§ **SELECTED TEXT**:
★ ★ ★ ★

Abstract
Background
Sensitive restoration is the primary aim of oral reconstructive surgery. Discriminative sensibility is an important index of innervation density of a tissue. Instruments normally used to assess this type of skin sensibility are bulky and difficult to introduce in the oral cavity, even in healthy patients with a normal mouth opening. This study was intended to evaluate the recovery of static and dynamic two-point discrimination sensitivity of the reconstructed areas of the oral cavity.
Methods
Surgical staples, calibrated in predetermined width (from 1 to 30 mm) and introduced in the oral cavity with a Mayo needle holder, were used to evaluate two-point discrimination recovery in 57 patients who underwent reconstructive surgery with buccinator myomucosal flaps. Tests were conducted both on the reconstructive flap and on the non-operated contralateral side. The latter also included the non-operated cheek.

★ ★ ★ ★

(Referring expression pointing data)
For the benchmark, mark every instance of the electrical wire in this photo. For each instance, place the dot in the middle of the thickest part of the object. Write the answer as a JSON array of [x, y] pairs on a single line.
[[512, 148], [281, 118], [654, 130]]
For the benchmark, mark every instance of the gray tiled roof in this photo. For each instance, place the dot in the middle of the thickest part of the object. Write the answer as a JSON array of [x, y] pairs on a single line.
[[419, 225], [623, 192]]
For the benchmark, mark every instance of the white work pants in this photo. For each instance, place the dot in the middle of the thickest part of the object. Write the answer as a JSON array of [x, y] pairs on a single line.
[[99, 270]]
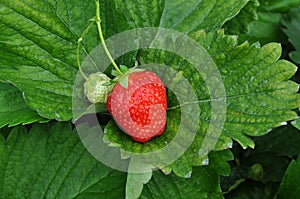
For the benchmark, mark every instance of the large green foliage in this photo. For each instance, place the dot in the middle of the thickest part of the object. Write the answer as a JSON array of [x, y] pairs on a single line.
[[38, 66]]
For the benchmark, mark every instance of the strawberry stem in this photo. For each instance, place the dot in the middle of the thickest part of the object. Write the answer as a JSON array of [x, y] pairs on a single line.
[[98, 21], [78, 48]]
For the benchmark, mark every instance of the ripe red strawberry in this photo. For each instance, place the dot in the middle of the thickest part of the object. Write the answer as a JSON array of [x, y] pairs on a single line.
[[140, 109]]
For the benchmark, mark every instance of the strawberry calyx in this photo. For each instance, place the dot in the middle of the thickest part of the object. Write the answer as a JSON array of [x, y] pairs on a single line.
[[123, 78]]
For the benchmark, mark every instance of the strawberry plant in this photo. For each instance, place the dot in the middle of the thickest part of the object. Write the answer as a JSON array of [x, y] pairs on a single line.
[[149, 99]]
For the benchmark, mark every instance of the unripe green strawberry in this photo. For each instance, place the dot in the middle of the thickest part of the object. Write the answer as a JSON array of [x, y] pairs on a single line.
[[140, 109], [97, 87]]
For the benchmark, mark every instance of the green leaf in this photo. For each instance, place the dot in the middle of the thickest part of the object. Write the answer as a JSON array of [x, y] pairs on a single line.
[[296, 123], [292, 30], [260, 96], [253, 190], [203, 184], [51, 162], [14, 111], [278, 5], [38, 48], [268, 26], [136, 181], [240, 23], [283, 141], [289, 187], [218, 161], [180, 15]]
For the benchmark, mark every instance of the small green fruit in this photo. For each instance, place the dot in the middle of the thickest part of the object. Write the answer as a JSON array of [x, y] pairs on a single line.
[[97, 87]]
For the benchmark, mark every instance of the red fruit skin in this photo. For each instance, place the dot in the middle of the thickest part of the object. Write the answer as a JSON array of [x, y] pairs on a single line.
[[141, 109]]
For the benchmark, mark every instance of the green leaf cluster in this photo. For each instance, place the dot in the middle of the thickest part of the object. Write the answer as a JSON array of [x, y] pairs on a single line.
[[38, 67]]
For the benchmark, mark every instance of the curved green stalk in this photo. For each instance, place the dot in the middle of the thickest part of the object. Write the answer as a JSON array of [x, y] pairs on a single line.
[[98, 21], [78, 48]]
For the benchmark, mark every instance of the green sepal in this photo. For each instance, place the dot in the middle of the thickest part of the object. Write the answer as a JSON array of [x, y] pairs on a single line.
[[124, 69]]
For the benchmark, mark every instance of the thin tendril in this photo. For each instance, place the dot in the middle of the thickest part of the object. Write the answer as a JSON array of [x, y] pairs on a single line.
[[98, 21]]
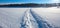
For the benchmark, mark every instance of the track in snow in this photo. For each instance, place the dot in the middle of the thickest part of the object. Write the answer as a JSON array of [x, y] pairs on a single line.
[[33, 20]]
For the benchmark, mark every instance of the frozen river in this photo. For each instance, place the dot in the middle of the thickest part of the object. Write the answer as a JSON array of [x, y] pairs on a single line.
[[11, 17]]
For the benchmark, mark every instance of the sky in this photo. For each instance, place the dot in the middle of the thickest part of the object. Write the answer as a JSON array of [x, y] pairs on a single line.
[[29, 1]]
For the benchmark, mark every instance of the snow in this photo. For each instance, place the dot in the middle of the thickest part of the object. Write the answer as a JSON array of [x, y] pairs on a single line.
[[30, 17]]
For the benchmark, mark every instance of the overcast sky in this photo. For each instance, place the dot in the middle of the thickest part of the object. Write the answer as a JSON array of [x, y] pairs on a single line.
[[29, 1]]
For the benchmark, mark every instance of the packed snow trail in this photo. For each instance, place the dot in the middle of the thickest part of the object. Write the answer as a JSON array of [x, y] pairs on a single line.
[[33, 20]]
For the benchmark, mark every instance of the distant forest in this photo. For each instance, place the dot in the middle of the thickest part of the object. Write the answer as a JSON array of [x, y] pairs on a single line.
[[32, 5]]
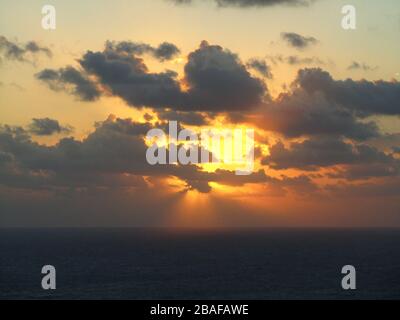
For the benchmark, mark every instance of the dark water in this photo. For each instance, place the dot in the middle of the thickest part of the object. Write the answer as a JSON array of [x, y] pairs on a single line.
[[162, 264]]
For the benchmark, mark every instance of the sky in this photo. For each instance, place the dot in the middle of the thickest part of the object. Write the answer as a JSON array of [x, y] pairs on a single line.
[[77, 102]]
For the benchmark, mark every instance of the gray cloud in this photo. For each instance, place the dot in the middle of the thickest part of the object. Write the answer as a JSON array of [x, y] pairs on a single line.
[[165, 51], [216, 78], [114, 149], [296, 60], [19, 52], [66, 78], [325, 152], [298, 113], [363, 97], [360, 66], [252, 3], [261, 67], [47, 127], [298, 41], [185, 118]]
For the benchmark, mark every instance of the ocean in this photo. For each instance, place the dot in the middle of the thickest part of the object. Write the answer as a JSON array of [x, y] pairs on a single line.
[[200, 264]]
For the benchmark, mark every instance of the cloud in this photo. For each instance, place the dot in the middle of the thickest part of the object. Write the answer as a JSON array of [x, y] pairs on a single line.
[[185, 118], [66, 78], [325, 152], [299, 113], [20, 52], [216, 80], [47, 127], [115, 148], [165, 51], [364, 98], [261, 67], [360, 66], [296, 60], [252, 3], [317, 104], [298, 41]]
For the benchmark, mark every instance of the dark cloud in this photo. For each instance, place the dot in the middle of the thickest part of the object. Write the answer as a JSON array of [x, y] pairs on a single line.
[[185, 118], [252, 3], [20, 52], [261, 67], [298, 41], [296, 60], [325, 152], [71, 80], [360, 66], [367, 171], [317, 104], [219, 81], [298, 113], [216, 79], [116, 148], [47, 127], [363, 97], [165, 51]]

★ ★ ★ ★

§ **PROBLEM STATEMENT**: Can you write out the entire abstract above, on two-point discrimination after buccinator flap reconstruction, word for word?

§ **SOLUTION TO THIS PROBLEM**:
Abstract
Background
Sensitive restoration is the primary aim of oral reconstructive surgery. Discriminative sensibility is an important index of innervation density of a tissue. Instruments normally used to assess this type of skin sensibility are bulky and difficult to introduce in the oral cavity, even in healthy patients with a normal mouth opening. This study was intended to evaluate the recovery of static and dynamic two-point discrimination sensitivity of the reconstructed areas of the oral cavity.
Methods
Surgical staples, calibrated in predetermined width (from 1 to 30 mm) and introduced in the oral cavity with a Mayo needle holder, were used to evaluate two-point discrimination recovery in 57 patients who underwent reconstructive surgery with buccinator myomucosal flaps. Tests were conducted both on the reconstructive flap and on the non-operated contralateral side. The latter also included the non-operated cheek.